┌────────
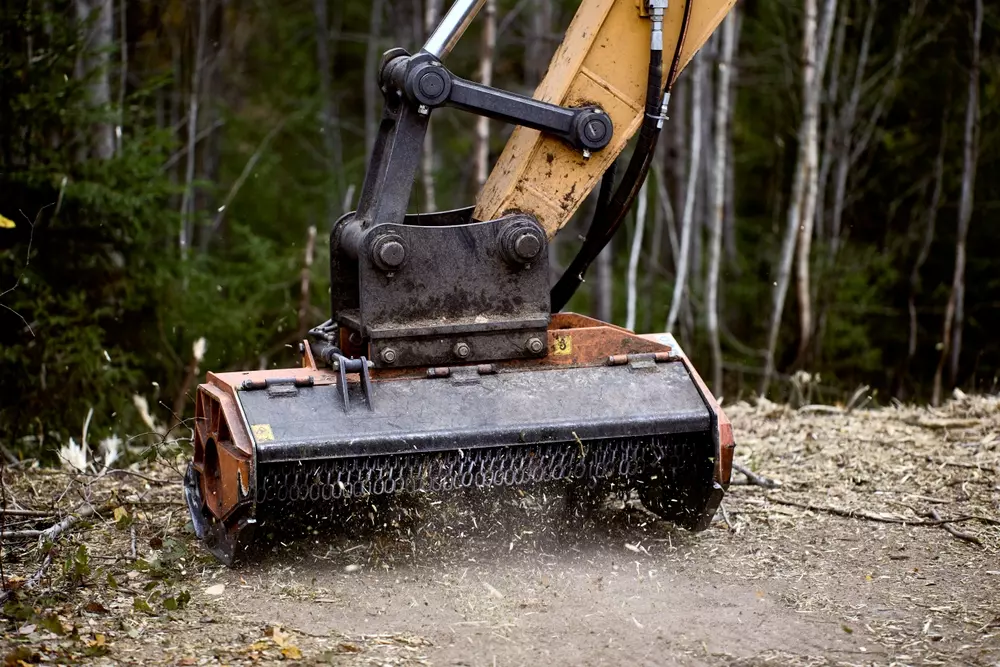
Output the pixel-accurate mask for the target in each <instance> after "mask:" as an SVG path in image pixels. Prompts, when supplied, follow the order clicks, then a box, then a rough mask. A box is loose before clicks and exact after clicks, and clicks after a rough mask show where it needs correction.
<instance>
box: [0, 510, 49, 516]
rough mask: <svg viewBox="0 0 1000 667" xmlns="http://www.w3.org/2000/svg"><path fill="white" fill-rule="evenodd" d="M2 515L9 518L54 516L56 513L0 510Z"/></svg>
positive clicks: (42, 511)
mask: <svg viewBox="0 0 1000 667" xmlns="http://www.w3.org/2000/svg"><path fill="white" fill-rule="evenodd" d="M0 514H5V515H7V516H52V515H53V514H55V512H52V511H46V510H13V509H6V508H5V509H0Z"/></svg>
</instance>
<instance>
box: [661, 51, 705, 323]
mask: <svg viewBox="0 0 1000 667" xmlns="http://www.w3.org/2000/svg"><path fill="white" fill-rule="evenodd" d="M704 69H705V64H704V57H703V56H702V55H701V54H697V55H695V57H694V68H693V72H692V76H691V106H690V107H689V108H690V109H691V116H690V118H689V120H690V126H691V128H690V130H691V134H690V136H691V150H690V155H691V161H690V163H689V164H688V173H687V184H686V187H685V192H684V213H683V215H682V216H681V247H680V252H679V253H678V257H677V275H676V277H675V278H674V291H673V296H672V297H671V300H670V312H669V314H668V315H667V325H666V329H665V330H666V331H673V328H674V325H675V324H676V323H677V316H678V315H679V314H680V310H681V305H682V303H683V301H684V299H685V292H686V288H687V274H688V266H689V265H690V254H691V253H690V251H691V236H692V233H693V229H694V204H695V199H696V198H697V192H698V177H699V176H700V175H701V169H700V163H699V161H700V160H701V138H702V132H701V112H702V108H701V98H702V85H703V80H704V76H703V72H704Z"/></svg>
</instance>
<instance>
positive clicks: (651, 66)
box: [550, 0, 693, 313]
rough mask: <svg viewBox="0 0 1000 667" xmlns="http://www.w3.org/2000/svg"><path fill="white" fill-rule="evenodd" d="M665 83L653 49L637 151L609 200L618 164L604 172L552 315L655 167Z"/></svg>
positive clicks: (667, 82) (583, 272)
└────────
Task prompt → Show each line of the material above that contains the word "rough". Case matters.

Answer box →
Output the pixel-accurate mask for the target in each <instance> after "mask:" as an SVG path in image pixels. Prompts, when supplied, follow the order clicks, then a box, then a rough mask. A box is loose before clicks and exact after clicks, and clicks after a rough mask show where it needs correction.
rough mask: <svg viewBox="0 0 1000 667" xmlns="http://www.w3.org/2000/svg"><path fill="white" fill-rule="evenodd" d="M2 515L9 518L54 516L56 513L0 510Z"/></svg>
rough mask: <svg viewBox="0 0 1000 667" xmlns="http://www.w3.org/2000/svg"><path fill="white" fill-rule="evenodd" d="M665 83L653 49L637 151L609 200L618 164L604 172L552 315L655 167Z"/></svg>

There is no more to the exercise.